### Work to complete
**1.** Answer these questions from the excerpt on publishing monopolies:
(a) How many major publishers are there now?
(b) Who runs the trade distribution monopoly today?
(c) Which rights are writers now expected to give up for the same advances?
**2.** Reproduce the passage in the excerpt on publishing monopolies from "In publishing, it’s" up to and including "less goes down.".

### Excerpt provided
--------------------------------

Monopoly begets monopoly. The predatory discounting of the big box stores put the squeeze on chain bookstores and indies. The chains merged and merged into a duopoly, while the indies underwent a mass die-off.
Publishers were caught in this squeeze: the two national bookstore chains and the big box stores demanded extra co-op payments, preferential discounts, and more generous credit and return policies. The publishers merged and merged, down to six (now four).
This also happened with trade distributors (who sold to bookstores, not the mass market) — the industry collapsed into a duopoly (today, it’s a monopoly, run by Ingram).
This is a familiar pattern across all monopolized industries.
As David Dayen described in MONOPOLIZED, this neatly parallels the monopolization of health care: pharma monopolized and gouged hospitals, who monopolized in self-defense and gouged insurers, who monopolized in self-defense.
https://pluralistic.net/2021/01/29/fractal-bullshit/#dayenu
Both monopolistic trends had the same end-point: after all the companies had finished monopolizing, the disorganized group of suppliers and workers were the only ones that the monopolies could strong-arm. In the case of hospitals, that’s health-workers and patients.
In publishing, it’s workers and writers. If you work in publishing and your resume is rejected by four companies, it has been rejected by every major publisher. If you’re a writer whose book is rejected by four publishers, then you’ve been rejected by every major house.
That’s why writers are now expected to give up graphic novel, audio, world English, and other valuable rights for the same advances — with fewer companies bidding on books, the likelihood that one will pay more or demand less goes down.
In the 2000s and early 2010s, some writers hoped that they’d be able to sidestep publishing by allying themselves with a different monopolized industry, locking themselves to Amazon’s platform. But as competition from publishers dwindled, so too did Amazon’s largesse.

--------------------------------

### Information shown
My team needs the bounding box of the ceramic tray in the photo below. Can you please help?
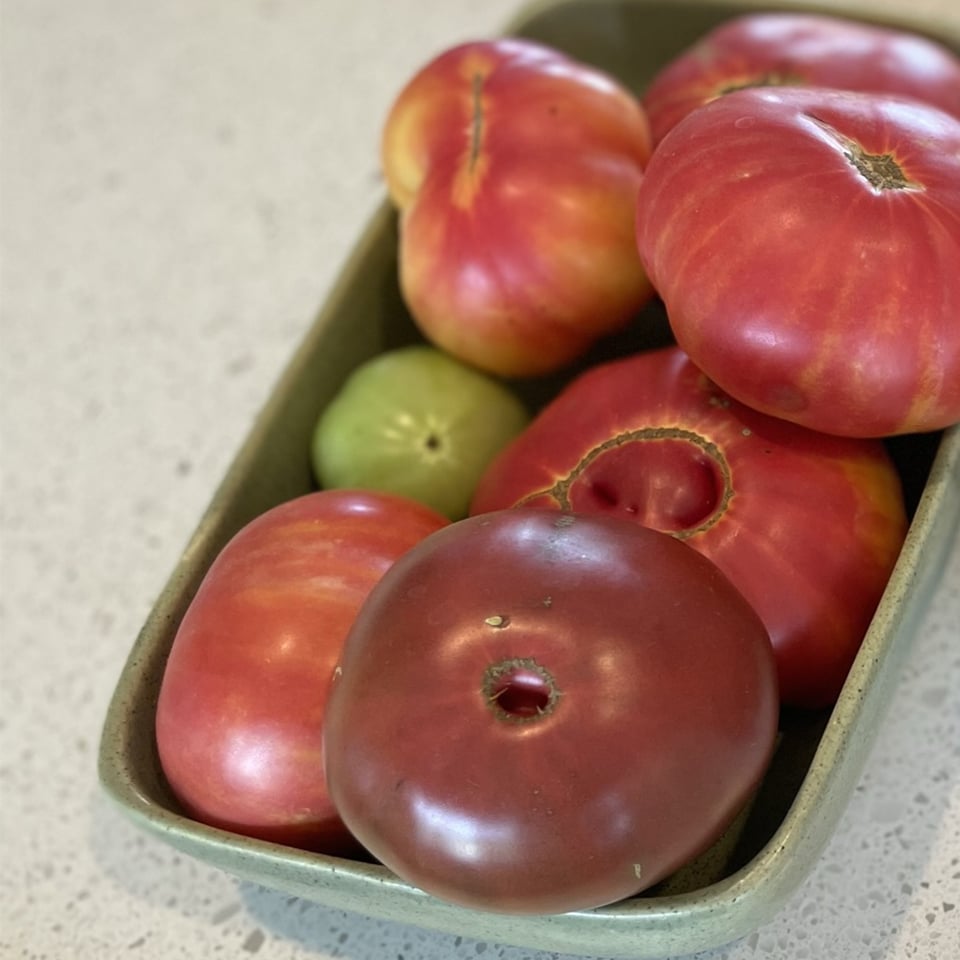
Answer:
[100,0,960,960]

--------------------------------

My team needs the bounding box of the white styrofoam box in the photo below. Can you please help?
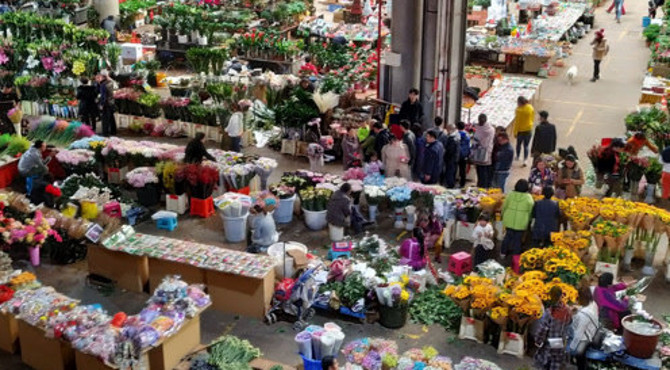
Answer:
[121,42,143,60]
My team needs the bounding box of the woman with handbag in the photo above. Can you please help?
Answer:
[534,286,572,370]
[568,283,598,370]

--------------------------------

### Expected outputs
**1.**
(a) Four.
(b) Ingram.
(c) Graphic novel, audio, world English, and other valuable rights.

**2.**
In publishing, it’s workers and writers. If you work in publishing and your resume is rejected by four companies, it has been rejected by every major publisher. If you’re a writer whose book is rejected by four publishers, then you’ve been rejected by every major house.
That’s why writers are now expected to give up graphic novel, audio, world English, and other valuable rights for the same advances — with fewer companies bidding on books, the likelihood that one will pay more or demand less goes down.